Exactly as they appear below, repeat the lines from the one with "target: cloudy sky" through the one with "Provide the mask for every instance of the cloudy", and no others.
(DATA UNDER STUDY Opens)
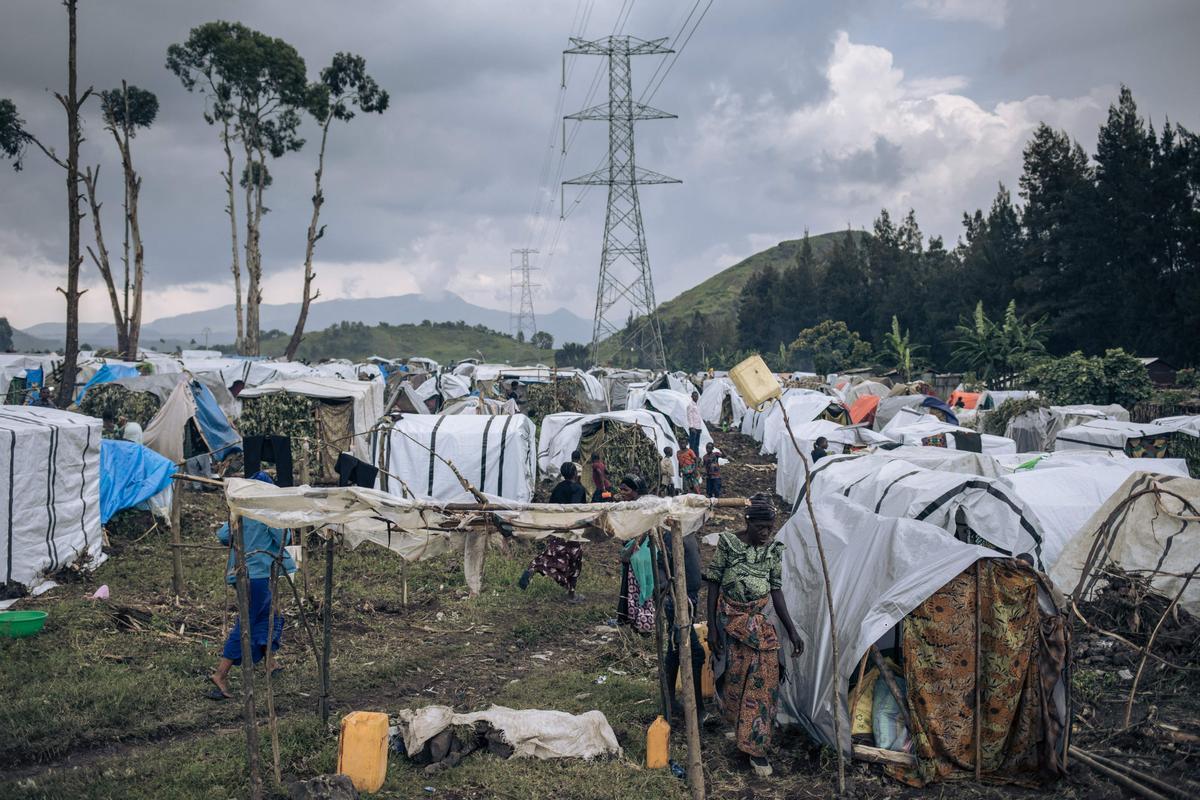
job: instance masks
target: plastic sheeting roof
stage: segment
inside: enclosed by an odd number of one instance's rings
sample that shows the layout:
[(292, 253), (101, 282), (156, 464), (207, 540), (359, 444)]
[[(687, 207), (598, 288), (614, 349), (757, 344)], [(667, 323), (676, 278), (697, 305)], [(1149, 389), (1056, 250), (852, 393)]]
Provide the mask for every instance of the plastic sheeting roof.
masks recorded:
[(288, 392), (323, 400), (349, 400), (354, 404), (354, 439), (348, 449), (362, 461), (371, 460), (371, 443), (367, 433), (383, 416), (382, 381), (343, 381), (337, 378), (297, 378), (277, 381), (242, 390), (240, 398), (262, 397)]
[(704, 384), (704, 391), (700, 393), (700, 416), (704, 417), (706, 423), (720, 424), (721, 409), (726, 397), (729, 398), (730, 410), (733, 412), (733, 425), (736, 427), (742, 424), (742, 417), (746, 414), (746, 401), (738, 393), (733, 381), (726, 377), (708, 381)]
[[(677, 392), (674, 389), (655, 389), (652, 392), (635, 389), (629, 393), (629, 410), (636, 411), (640, 408), (648, 407), (652, 411), (657, 411), (671, 420), (677, 428), (688, 429), (687, 424), (687, 409), (688, 404), (692, 402), (691, 395)], [(697, 404), (699, 405), (699, 404)], [(704, 411), (700, 412), (700, 416), (704, 416)], [(705, 445), (713, 440), (712, 434), (708, 432), (708, 426), (703, 425), (700, 428), (700, 452), (697, 455), (703, 455)], [(678, 449), (678, 448), (677, 448)], [(662, 448), (659, 448), (662, 452)]]
[(117, 439), (100, 442), (100, 522), (144, 503), (171, 485), (171, 460), (149, 447)]
[(1055, 450), (1080, 450), (1099, 448), (1105, 450), (1124, 450), (1130, 439), (1140, 439), (1143, 436), (1169, 436), (1173, 428), (1161, 425), (1121, 422), (1112, 419), (1097, 419), (1064, 428), (1054, 437)]
[[(571, 460), (571, 453), (579, 448), (579, 440), (583, 438), (585, 426), (605, 419), (637, 426), (654, 441), (659, 453), (663, 452), (664, 447), (679, 447), (667, 418), (647, 408), (635, 411), (605, 411), (600, 414), (550, 414), (542, 420), (541, 437), (538, 439), (538, 468), (544, 474), (554, 474), (559, 466)], [(678, 471), (679, 466), (676, 462), (676, 474)]]

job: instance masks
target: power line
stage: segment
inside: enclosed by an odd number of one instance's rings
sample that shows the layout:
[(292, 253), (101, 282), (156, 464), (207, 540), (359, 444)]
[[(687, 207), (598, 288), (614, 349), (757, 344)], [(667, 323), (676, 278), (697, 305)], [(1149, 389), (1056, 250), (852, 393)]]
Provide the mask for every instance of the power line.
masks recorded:
[[(699, 0), (697, 0), (697, 2), (699, 2)], [(684, 48), (686, 48), (688, 42), (692, 40), (692, 36), (695, 35), (696, 29), (700, 27), (700, 23), (704, 21), (704, 17), (706, 14), (708, 14), (708, 10), (712, 8), (713, 2), (714, 0), (708, 0), (708, 5), (706, 5), (704, 10), (700, 12), (700, 16), (696, 19), (696, 24), (692, 26), (691, 31), (688, 32), (687, 38), (683, 40), (683, 44), (679, 45), (679, 48), (675, 51), (675, 55), (671, 58), (671, 63), (667, 65), (667, 71), (662, 74), (661, 78), (659, 78), (658, 83), (655, 85), (653, 91), (651, 91), (650, 94), (646, 96), (645, 100), (642, 100), (641, 102), (649, 103), (654, 99), (654, 95), (658, 94), (658, 90), (663, 85), (663, 81), (665, 81), (667, 76), (671, 74), (671, 69), (675, 66), (675, 62), (679, 60), (679, 56), (683, 55)], [(672, 44), (672, 47), (674, 47), (674, 44)], [(647, 88), (649, 87), (647, 86)]]

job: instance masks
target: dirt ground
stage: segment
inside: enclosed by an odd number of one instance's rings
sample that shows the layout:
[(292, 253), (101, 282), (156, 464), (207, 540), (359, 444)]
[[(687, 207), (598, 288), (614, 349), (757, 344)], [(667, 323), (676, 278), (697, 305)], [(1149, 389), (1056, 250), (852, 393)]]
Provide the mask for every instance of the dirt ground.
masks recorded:
[[(771, 459), (737, 434), (718, 434), (731, 460), (727, 496), (773, 493)], [(786, 513), (786, 510), (785, 510)], [(216, 544), (212, 532), (226, 516), (221, 496), (188, 492), (184, 541)], [(781, 523), (785, 515), (781, 516)], [(731, 530), (737, 513), (722, 511), (704, 534)], [(233, 593), (222, 583), (224, 555), (185, 551), (186, 591), (170, 595), (167, 534), (145, 515), (124, 515), (110, 526), (109, 561), (94, 573), (18, 607), (50, 613), (37, 637), (0, 640), (0, 797), (164, 798), (242, 797), (246, 794), (241, 707), (204, 698), (206, 676), (233, 614)], [(707, 557), (711, 549), (704, 546)], [(682, 798), (684, 783), (667, 770), (645, 770), (645, 731), (658, 713), (653, 638), (621, 630), (615, 616), (620, 564), (613, 544), (588, 545), (580, 581), (584, 602), (568, 604), (562, 590), (535, 577), (517, 586), (535, 552), (519, 545), (489, 553), (484, 593), (468, 598), (461, 559), (447, 557), (401, 568), (391, 554), (364, 545), (334, 561), (332, 715), (315, 716), (314, 653), (290, 592), (281, 651), (285, 670), (275, 682), (284, 782), (333, 772), (337, 720), (351, 710), (391, 714), (431, 703), (460, 711), (492, 703), (581, 713), (600, 709), (624, 749), (623, 757), (594, 763), (504, 761), (472, 755), (461, 766), (426, 777), (392, 754), (386, 798)], [(304, 616), (314, 626), (324, 563), (313, 555), (298, 581)], [(89, 595), (109, 586), (108, 601)], [(307, 590), (305, 589), (307, 585)], [(407, 585), (408, 603), (404, 603)], [(1137, 603), (1110, 599), (1083, 609), (1094, 624), (1125, 630), (1144, 641), (1153, 621)], [(1134, 623), (1139, 631), (1132, 630)], [(1167, 626), (1168, 628), (1170, 626)], [(1200, 654), (1187, 621), (1167, 654), (1177, 669), (1151, 661), (1142, 677), (1131, 725), (1123, 725), (1138, 653), (1077, 625), (1072, 742), (1136, 766), (1200, 796)], [(1138, 638), (1138, 637), (1141, 638)], [(1191, 641), (1189, 646), (1188, 642)], [(237, 670), (235, 675), (235, 692)], [(262, 672), (258, 673), (260, 710)], [(271, 750), (262, 728), (263, 763), (271, 791)], [(786, 734), (772, 759), (776, 774), (753, 777), (719, 729), (703, 735), (709, 796), (817, 798), (835, 794), (832, 753), (799, 734)], [(684, 762), (682, 736), (673, 756)], [(900, 785), (878, 767), (848, 770), (848, 796), (1117, 798), (1126, 793), (1073, 763), (1069, 776), (1042, 790), (954, 783), (923, 790)]]

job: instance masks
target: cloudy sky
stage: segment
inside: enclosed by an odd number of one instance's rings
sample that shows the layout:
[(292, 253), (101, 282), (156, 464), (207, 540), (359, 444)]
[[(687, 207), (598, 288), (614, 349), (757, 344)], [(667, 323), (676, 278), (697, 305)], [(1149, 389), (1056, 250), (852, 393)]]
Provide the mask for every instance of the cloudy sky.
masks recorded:
[[(711, 5), (711, 7), (709, 7)], [(542, 250), (538, 308), (590, 317), (603, 230), (602, 189), (557, 181), (594, 169), (602, 123), (551, 144), (558, 117), (588, 102), (601, 59), (561, 51), (583, 35), (673, 37), (703, 21), (652, 104), (677, 120), (641, 123), (638, 161), (681, 178), (642, 191), (659, 300), (782, 239), (869, 227), (880, 208), (917, 212), (953, 243), (964, 209), (998, 181), (1015, 187), (1039, 121), (1094, 150), (1117, 88), (1144, 112), (1200, 129), (1200, 3), (1195, 0), (82, 0), (83, 86), (122, 78), (156, 92), (157, 124), (135, 142), (143, 176), (146, 319), (232, 302), (229, 227), (216, 131), (164, 67), (166, 48), (213, 19), (295, 45), (315, 77), (339, 50), (367, 59), (391, 93), (383, 115), (330, 134), (323, 298), (450, 290), (506, 309), (510, 250)], [(625, 18), (622, 17), (624, 20)], [(574, 26), (574, 29), (573, 29)], [(689, 24), (684, 36), (691, 30)], [(66, 22), (49, 0), (0, 6), (0, 97), (43, 141), (65, 123)], [(659, 56), (634, 60), (640, 91)], [(659, 72), (660, 76), (663, 70)], [(603, 84), (604, 82), (602, 82)], [(600, 95), (606, 86), (601, 86)], [(599, 102), (600, 95), (590, 102)], [(308, 123), (314, 139), (315, 125)], [(119, 241), (119, 161), (87, 109), (84, 161), (101, 163), (110, 246)], [(557, 142), (556, 142), (557, 143)], [(556, 144), (555, 143), (555, 144)], [(272, 165), (263, 249), (267, 302), (299, 299), (314, 141)], [(61, 171), (37, 152), (0, 168), (0, 316), (18, 327), (61, 319)], [(578, 202), (576, 202), (578, 200)], [(85, 220), (90, 241), (91, 221)], [(89, 263), (83, 318), (111, 315)], [(397, 320), (402, 321), (402, 320)]]

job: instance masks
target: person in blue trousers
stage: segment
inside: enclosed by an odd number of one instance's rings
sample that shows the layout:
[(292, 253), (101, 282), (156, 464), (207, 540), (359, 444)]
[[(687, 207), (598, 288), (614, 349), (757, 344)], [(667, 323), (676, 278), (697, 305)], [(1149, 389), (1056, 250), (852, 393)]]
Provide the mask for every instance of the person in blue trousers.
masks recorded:
[[(259, 472), (254, 480), (274, 484), (271, 476)], [(242, 537), (246, 547), (246, 569), (250, 578), (250, 657), (257, 664), (267, 654), (267, 645), (271, 650), (279, 649), (283, 638), (283, 615), (276, 614), (271, 619), (271, 564), (282, 557), (281, 565), (287, 572), (296, 571), (296, 562), (284, 550), (288, 543), (288, 532), (279, 528), (270, 528), (257, 520), (242, 520)], [(230, 544), (231, 533), (226, 522), (217, 530), (217, 538), (221, 544)], [(233, 548), (229, 550), (229, 561), (225, 568), (225, 581), (230, 585), (236, 582), (235, 558)], [(233, 695), (229, 691), (229, 671), (242, 663), (242, 620), (238, 616), (237, 623), (225, 640), (221, 651), (221, 660), (209, 680), (213, 689), (208, 697), (212, 700), (225, 700)]]

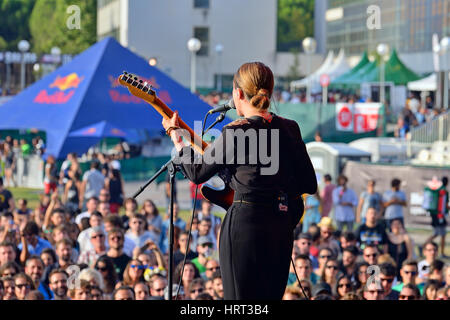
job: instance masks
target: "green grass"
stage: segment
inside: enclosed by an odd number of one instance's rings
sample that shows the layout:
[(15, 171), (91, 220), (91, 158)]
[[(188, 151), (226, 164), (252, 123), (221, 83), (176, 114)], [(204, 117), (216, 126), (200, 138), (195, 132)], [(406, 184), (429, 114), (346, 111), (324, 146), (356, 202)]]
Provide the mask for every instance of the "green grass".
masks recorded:
[(16, 201), (20, 198), (27, 199), (28, 208), (35, 209), (39, 206), (39, 197), (41, 194), (44, 194), (44, 190), (42, 189), (30, 189), (30, 188), (8, 188), (9, 191), (14, 196), (14, 200)]

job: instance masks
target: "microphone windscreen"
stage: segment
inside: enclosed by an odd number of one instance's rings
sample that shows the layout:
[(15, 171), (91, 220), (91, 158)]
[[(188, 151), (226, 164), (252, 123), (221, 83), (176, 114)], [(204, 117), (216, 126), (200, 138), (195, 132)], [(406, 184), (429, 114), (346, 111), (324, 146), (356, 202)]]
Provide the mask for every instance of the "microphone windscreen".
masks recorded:
[(233, 98), (231, 98), (230, 101), (228, 101), (228, 106), (229, 106), (231, 109), (236, 109), (236, 106), (234, 105), (234, 100), (233, 100)]

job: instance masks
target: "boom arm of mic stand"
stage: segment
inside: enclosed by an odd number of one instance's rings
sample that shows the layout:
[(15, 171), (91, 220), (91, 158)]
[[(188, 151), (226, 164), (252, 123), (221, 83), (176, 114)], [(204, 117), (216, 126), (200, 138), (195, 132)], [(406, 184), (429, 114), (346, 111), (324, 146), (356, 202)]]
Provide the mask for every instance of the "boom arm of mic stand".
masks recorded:
[(219, 122), (222, 122), (225, 119), (225, 114), (227, 113), (227, 110), (222, 111), (216, 118), (216, 121), (214, 121), (209, 127), (208, 129), (205, 130), (205, 133), (207, 133), (212, 127), (214, 127), (216, 124), (218, 124)]

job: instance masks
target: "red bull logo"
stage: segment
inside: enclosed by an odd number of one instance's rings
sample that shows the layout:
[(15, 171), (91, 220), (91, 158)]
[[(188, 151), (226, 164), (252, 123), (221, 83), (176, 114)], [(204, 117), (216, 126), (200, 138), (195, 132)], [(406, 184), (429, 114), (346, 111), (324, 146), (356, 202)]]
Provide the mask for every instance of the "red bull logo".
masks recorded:
[(35, 103), (42, 104), (64, 104), (67, 103), (75, 94), (84, 77), (79, 77), (75, 72), (56, 79), (49, 85), (51, 89), (57, 89), (56, 92), (49, 93), (47, 90), (41, 90), (34, 99)]
[(83, 131), (83, 135), (90, 136), (90, 135), (93, 135), (96, 132), (97, 132), (97, 129), (89, 128), (89, 129)]
[[(151, 85), (155, 89), (159, 89), (160, 85), (156, 81), (155, 77), (151, 78), (145, 78), (145, 77), (139, 77), (142, 81), (147, 82), (149, 85)], [(112, 75), (108, 76), (108, 80), (111, 83), (111, 88), (116, 89), (117, 87), (120, 87), (119, 80), (117, 77), (113, 77)], [(129, 93), (121, 93), (118, 90), (109, 90), (109, 96), (114, 103), (145, 103), (144, 100), (139, 99)], [(158, 97), (164, 101), (166, 104), (172, 103), (172, 98), (170, 97), (170, 94), (167, 90), (161, 90), (158, 91)]]

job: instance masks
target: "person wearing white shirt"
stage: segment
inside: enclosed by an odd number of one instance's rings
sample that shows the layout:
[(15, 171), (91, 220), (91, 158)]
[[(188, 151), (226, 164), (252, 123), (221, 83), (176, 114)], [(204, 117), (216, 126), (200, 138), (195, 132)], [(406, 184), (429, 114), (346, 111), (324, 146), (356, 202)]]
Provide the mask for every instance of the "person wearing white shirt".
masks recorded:
[(100, 163), (98, 161), (91, 162), (91, 169), (84, 173), (83, 182), (80, 190), (80, 207), (83, 207), (83, 202), (91, 197), (100, 195), (100, 190), (105, 185), (105, 176), (98, 170)]
[(86, 209), (87, 211), (80, 213), (79, 215), (77, 215), (75, 217), (75, 222), (76, 224), (81, 228), (81, 219), (83, 218), (90, 218), (91, 214), (93, 212), (97, 211), (97, 207), (98, 207), (98, 198), (97, 197), (91, 197), (87, 203), (86, 203)]
[(145, 217), (140, 213), (135, 213), (130, 219), (130, 229), (126, 233), (127, 237), (134, 241), (137, 247), (145, 245), (147, 240), (158, 243), (158, 237), (150, 231), (145, 230)]
[[(91, 231), (94, 227), (101, 227), (103, 228), (103, 216), (100, 212), (94, 211), (91, 216), (89, 217), (89, 225), (90, 228), (87, 228), (86, 230), (83, 230), (78, 235), (78, 243), (80, 244), (80, 253), (85, 252), (88, 250), (94, 249), (92, 242), (91, 242)], [(106, 242), (106, 238), (105, 238)]]
[(354, 208), (358, 205), (358, 197), (355, 191), (347, 188), (347, 181), (346, 176), (339, 176), (339, 187), (333, 190), (334, 215), (339, 231), (342, 231), (345, 225), (348, 231), (353, 230), (353, 223), (355, 222)]

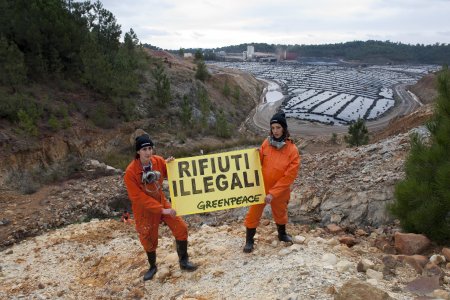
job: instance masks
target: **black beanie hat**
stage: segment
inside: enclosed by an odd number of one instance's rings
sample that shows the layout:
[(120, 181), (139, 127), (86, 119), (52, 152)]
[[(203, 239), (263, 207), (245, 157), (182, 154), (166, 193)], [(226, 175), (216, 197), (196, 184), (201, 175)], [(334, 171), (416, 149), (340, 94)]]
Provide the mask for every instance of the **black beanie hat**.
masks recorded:
[(283, 111), (277, 112), (273, 115), (272, 119), (270, 119), (270, 125), (273, 123), (278, 123), (283, 127), (284, 129), (287, 129), (287, 122), (286, 122), (286, 115)]
[(136, 151), (148, 146), (153, 147), (153, 142), (147, 134), (140, 135), (136, 138)]

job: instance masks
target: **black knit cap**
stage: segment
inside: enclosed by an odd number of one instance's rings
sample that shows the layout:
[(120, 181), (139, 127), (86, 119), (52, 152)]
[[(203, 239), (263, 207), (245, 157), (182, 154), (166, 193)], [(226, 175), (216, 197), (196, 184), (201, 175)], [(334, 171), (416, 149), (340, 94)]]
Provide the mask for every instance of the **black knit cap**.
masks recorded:
[(272, 119), (270, 119), (270, 125), (273, 123), (278, 123), (283, 127), (284, 129), (287, 129), (287, 122), (286, 122), (286, 115), (283, 111), (277, 112), (273, 115)]
[(153, 147), (153, 142), (147, 134), (140, 135), (136, 138), (136, 151), (149, 146)]

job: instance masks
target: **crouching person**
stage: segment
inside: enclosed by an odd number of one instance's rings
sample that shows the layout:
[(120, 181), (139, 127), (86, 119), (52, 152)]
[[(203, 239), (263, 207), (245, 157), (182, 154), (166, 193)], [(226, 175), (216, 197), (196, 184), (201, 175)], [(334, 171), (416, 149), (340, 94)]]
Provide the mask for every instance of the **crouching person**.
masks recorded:
[(175, 237), (180, 268), (194, 271), (197, 266), (189, 262), (187, 253), (187, 225), (176, 216), (163, 191), (163, 179), (167, 177), (166, 162), (161, 156), (153, 155), (153, 142), (146, 134), (136, 138), (136, 156), (125, 172), (125, 185), (131, 200), (132, 210), (144, 250), (147, 252), (150, 269), (144, 281), (153, 278), (157, 271), (156, 248), (158, 247), (158, 228), (160, 222), (166, 223)]

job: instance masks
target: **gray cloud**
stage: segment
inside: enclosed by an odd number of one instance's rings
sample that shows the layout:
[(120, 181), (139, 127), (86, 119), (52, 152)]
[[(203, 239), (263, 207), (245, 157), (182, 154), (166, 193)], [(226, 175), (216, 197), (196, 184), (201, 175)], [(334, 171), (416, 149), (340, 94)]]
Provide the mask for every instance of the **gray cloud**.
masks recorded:
[(246, 42), (323, 44), (352, 40), (450, 43), (448, 0), (103, 0), (142, 42), (214, 48)]

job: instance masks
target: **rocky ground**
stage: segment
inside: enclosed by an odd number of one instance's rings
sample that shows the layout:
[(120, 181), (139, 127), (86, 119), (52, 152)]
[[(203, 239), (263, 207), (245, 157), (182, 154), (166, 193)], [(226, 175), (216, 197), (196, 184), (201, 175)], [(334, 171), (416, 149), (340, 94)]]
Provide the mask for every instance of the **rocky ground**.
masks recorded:
[[(289, 225), (295, 237), (295, 243), (289, 245), (278, 242), (270, 220), (262, 223), (251, 254), (242, 252), (245, 230), (240, 222), (191, 228), (190, 256), (199, 265), (192, 273), (179, 270), (174, 240), (162, 226), (158, 272), (146, 283), (142, 281), (146, 257), (133, 225), (117, 220), (70, 225), (1, 253), (0, 297), (339, 299), (345, 293), (360, 293), (354, 287), (359, 284), (364, 298), (357, 299), (419, 299), (417, 290), (408, 291), (410, 282), (419, 277), (417, 271), (398, 261), (399, 256), (373, 246), (384, 235), (381, 231), (367, 237), (360, 231), (359, 242), (348, 247), (339, 242), (334, 227)], [(394, 265), (388, 265), (386, 257)], [(448, 299), (449, 270), (446, 272), (441, 285), (436, 279), (431, 290), (427, 286), (418, 293), (435, 297), (420, 299)]]
[(87, 161), (78, 179), (34, 198), (1, 193), (0, 298), (448, 299), (450, 250), (405, 252), (384, 209), (404, 176), (409, 133), (336, 149), (302, 154), (289, 205), (295, 244), (278, 242), (269, 210), (249, 255), (246, 208), (188, 216), (198, 271), (179, 270), (162, 226), (159, 270), (145, 284), (145, 253), (134, 227), (119, 222), (128, 206), (120, 170)]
(DATA UNDER STUDY Closes)
» REPLY TO THE TASK:
target: cloudy sky
stage: segment
inside: enclosed by an odd number of one instance's rings
sample that shows the layout:
[(292, 253), (101, 282), (156, 464), (207, 540), (359, 444)]
[[(687, 207), (598, 288), (614, 349), (757, 344)], [(667, 323), (676, 278), (697, 305)], [(1149, 389), (1056, 250), (852, 393)]]
Provide the mask for every instance of the cloudy sky.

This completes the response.